» **TASK DIRECTIONS**: Recreate the entire listing that appears below, exactly.
::::::::::
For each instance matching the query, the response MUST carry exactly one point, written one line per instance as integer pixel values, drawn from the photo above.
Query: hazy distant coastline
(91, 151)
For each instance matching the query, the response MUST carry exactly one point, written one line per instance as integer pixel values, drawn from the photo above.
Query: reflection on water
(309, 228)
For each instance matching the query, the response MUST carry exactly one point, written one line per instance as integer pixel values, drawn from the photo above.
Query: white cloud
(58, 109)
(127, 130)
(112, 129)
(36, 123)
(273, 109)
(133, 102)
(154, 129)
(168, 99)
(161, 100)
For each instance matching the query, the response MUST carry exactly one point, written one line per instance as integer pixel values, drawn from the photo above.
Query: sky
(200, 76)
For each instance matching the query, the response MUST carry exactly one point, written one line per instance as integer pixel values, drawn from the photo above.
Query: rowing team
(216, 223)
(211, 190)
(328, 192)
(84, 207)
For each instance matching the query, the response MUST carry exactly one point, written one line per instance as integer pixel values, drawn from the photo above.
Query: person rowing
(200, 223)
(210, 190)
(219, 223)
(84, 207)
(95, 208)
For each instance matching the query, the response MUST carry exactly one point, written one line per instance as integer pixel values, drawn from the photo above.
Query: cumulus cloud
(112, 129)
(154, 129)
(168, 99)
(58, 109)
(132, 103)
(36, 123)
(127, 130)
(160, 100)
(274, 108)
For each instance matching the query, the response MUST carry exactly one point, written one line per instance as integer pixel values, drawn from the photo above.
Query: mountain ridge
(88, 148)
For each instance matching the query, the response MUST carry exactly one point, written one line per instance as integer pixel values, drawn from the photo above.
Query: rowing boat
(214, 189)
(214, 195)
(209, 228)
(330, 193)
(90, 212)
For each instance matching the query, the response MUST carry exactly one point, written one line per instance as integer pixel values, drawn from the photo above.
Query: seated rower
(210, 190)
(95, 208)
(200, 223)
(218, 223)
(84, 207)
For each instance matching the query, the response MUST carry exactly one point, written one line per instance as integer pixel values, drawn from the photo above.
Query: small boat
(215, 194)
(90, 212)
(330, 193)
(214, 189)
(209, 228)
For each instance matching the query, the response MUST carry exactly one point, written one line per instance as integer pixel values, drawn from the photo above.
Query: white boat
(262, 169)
::::::::::
» **SOLUTION TO THIS PROBLEM**:
For each instance matching the query, the response MUST carry exactly one point, written one line per instance as integer pixel values, drawn from the photo above.
Query: hazy distant coastline
(91, 151)
For each instance matching the query, the response MUST carry exactly one point, written one line per instance as integer pixel values, drawn from the photo above.
Query: reflection on water
(309, 228)
For each instance matching the query, the response MUST carry exactly one point, written one line per instance as integer pixel values, drawn from the photo above.
Query: white cloud
(58, 109)
(127, 130)
(112, 129)
(36, 123)
(273, 109)
(133, 102)
(154, 129)
(168, 99)
(161, 100)
For each instance matching the query, the response MUST carry exactly one point, written one line per instance as integer pixel values, drawn from the photo above.
Query: sky
(200, 76)
For each instance matching the query, the response MUST carry exactly one point, written one line per instance as integer pixel values, drawn from the photo above.
Query: rowing team
(216, 223)
(211, 190)
(328, 192)
(84, 207)
For each instance matching the query, the response MUST carry exactly one point, written one line per instance as integer pixel values, drawn from the photo above.
Query: person rowing
(200, 223)
(210, 190)
(219, 223)
(84, 207)
(95, 208)
For each instance matching the query, the response MUST carry exactly one point, written one line per instance as integer pixel values, drawn from the photo above.
Query: cumulus cloud
(112, 129)
(154, 129)
(168, 99)
(58, 109)
(132, 103)
(36, 123)
(127, 130)
(160, 100)
(274, 108)
For each instance matching the query, the response MUST carry exactly one point, written one line per instance as integer pixel values, drawn from the photo above.
Query: mountain ridge
(88, 148)
For each instance matching the query, the response MUST carry exactly one point, written one line per instance as integer pixel values, drawn from the photo above.
Query: rowing boat
(214, 189)
(214, 195)
(209, 228)
(330, 193)
(90, 212)
For each instance matching the query, the response MUST carry exactly one point, written one line per instance as integer pixel values, drawn from the photo above.
Query: seated rower
(210, 190)
(95, 208)
(200, 223)
(218, 223)
(84, 207)
For each instance matching the query, the response MUST carry exactly one point, written one line per instance as integer pixel values, drawn from the photo above.
Query: small boat
(215, 194)
(90, 212)
(330, 193)
(214, 189)
(209, 228)
For each instance matching the query, the response MUST carry exactly one point, written one line per instance as integer pixel values, drawn from the photo above.
Query: white boat
(262, 169)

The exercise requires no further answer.